**WORK TO COMPLETE**
1. Revise the Pearl Block article from "PROJECT Pearl Block, Victoria, British" to "new and historical.", substituting "charcoal" for "taupe".
2. Extend the article on the Pearl Block rowhouse development beyond its final paragraph.

**READING TEXT**
+ + + +

Pearl in the Rough: Pearl Block, Victoria, BC
A modern rowhouse development in Victoria, BC, brings new thinking to an age-old typology.
PROJECT Pearl Block, Victoria, British Columbia
ARCHITECT D’Arcy Jones Architects
TEXT Paul Koopman
PHOTOS Ema Peter Photography
A four-storey rowhouse sits quietly on a tree-lined collector street in Victoria, BC, enjoying the camouflage of the foliage and a comfortable proximity to similarly sized townhouses and single-family detached homes. The building’s mass—rendered in deeply textured dark taupe stucco—presents as a series of articulated boxes that gently recede from the sidewalk and the mature London planes of Shelbourne Avenue. Confident, yet subdued, the design of Pearl Block finds balance in a modulated and family-friendly approach that builds on the typology of the rowhouse, incorporating elements that are at once new and historical.
Completed this year, Pearl Block resulted from a collaboration between D’Arcy Jones Architects and Aryze Developments. D’Arcy Jones is a Vancouver-based practice that has made a name for itself designing single-family homes in the BC mainland; Pearl Block is the studio’s first multi-family housing project. Aryze started out as a Victoria-based custom home-builder, and then branched into development out of a desire to provide affordable urban infill housing, helping to counteract the city’s housing crisis.
Because of its triangular lot shape, Pearl Block’s site was considered a poor building site and had sat vacant for 65 years. Those constraints made it exactly the kind of project Aryze wanted to take on: a place where they could see the potential overlooked by others. They sought to create an attainable alternative to detached single family homes on the site, creating a set of high-quality, well-constructed places for families who admired modern architecture but could not afford a custom home.
To address the site’s geometric particularities, they engaged D’Arcy Jones Architects, who proposed a cluster of six rowhouse units in a sawtooth pattern, positioned around a common forecourt. Stucco was the choice of exterior finishing from the start, and was chosen to emulate the stucco of traditional Victorian homes built at the end of the 19th century. Initially, the City of Victoria’s Planning department was not on-side with the development: they found the stucco heritage approach to be antiquated, and objected to the “form and character” of the design. But they were won over after a favorable review by the local Architectural Design Panel, and a surprising show of support from the project’s neighbours.

+ + + +

**PROVIDED MATERIAL**
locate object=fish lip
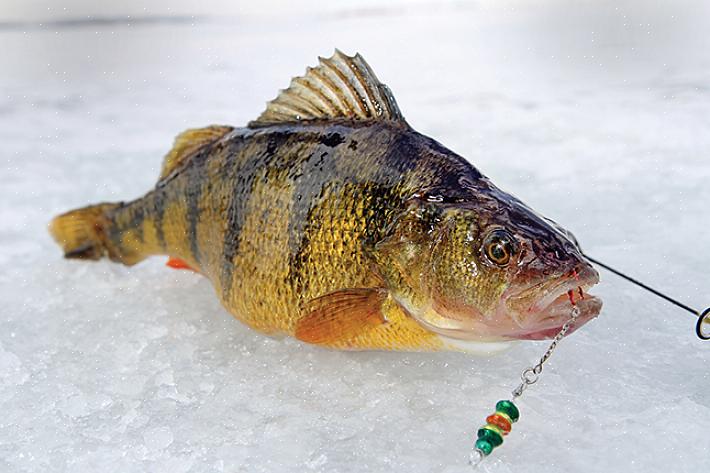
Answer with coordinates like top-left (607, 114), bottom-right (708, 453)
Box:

+ + + +

**ANSWERS TO THE TASKS**
1.
PROJECT Pearl Block, Victoria, British Columbia
ARCHITECT D’Arcy Jones Architects
TEXT Paul Koopman
PHOTOS Ema Peter Photography
A four-storey rowhouse sits quietly on a tree-lined collector street in Victoria, BC, enjoying the camouflage of the foliage and a comfortable proximity to similarly sized townhouses and single-family detached homes. The building’s mass—rendered in deeply textured dark charcoal stucco—presents as a series of articulated boxes that gently recede from the sidewalk and the mature London planes of Shelbourne Avenue. Confident, yet subdued, the design of Pearl Block finds balance in a modulated and family-friendly approach that builds on the typology of the rowhouse, incorporating elements that are at once new and historical.

2.
In describing the public approvals process, D’Arcy Jones says that the general public has an understandable fear of change, yet “too often, both sides are not respectful enough of one another.” In the design of projects like Pearl Block, he aims to make his buildings appealing to modern-minded residents and neighbours alike—blending newness and craft in a way that aligns well with Aryze’s commitment to using traditional building methods paired with innovative construction techniques and intelligent design. Jones adds, “Architecture has a responsibility to be good on other people’s terms.”
The site planning of Pearl Block exhibits solid urban design principles. First, the size and massing of the building matches the neighbourhood scale, yet confidently positions itself within the language of modern architecture. The design carefully considers neighbours’ access to natural light and restricts overlook into their yards. Jones likens the projecting wing walls of the façade to horse blinders, designed to focus residents’ views toward the street, rather than peering into neighbours’ lots. Pearl Block’s front doors likewise face the street, with garage doors turned towards the side yard. Large windows from the second-floor living rooms further enhance a connection to the front, adopting the “eyes on the street” approach promoted by urbanist Jane Jacobs.
The exterior of Pearl Block is modern, yet it avoids current design preoccupations with tight, shiny facades. Instead, this architecture evokes a strain of modernism more in line with the coarse walls of Marcel Breuer or the rougher period of Le Corbusier. The rhythm of the stucco panels and recessed windows expresses bulky proportions, producing a play of deep shadows across the façades. The exposed concrete base further adds to the sense of massiveness.
Approaching the units on foot, one is aware of the continuous cantilevered soffit above the main entrances and garage doors. According to Jones, this cantilever was necessary to accommodate vehicle turning clearances. The result is a common portico that protects the doors from rain and behaves as a threshold between the public and private realms. Near the entry, a stocky plywood guardrail guides residents up to the second floor.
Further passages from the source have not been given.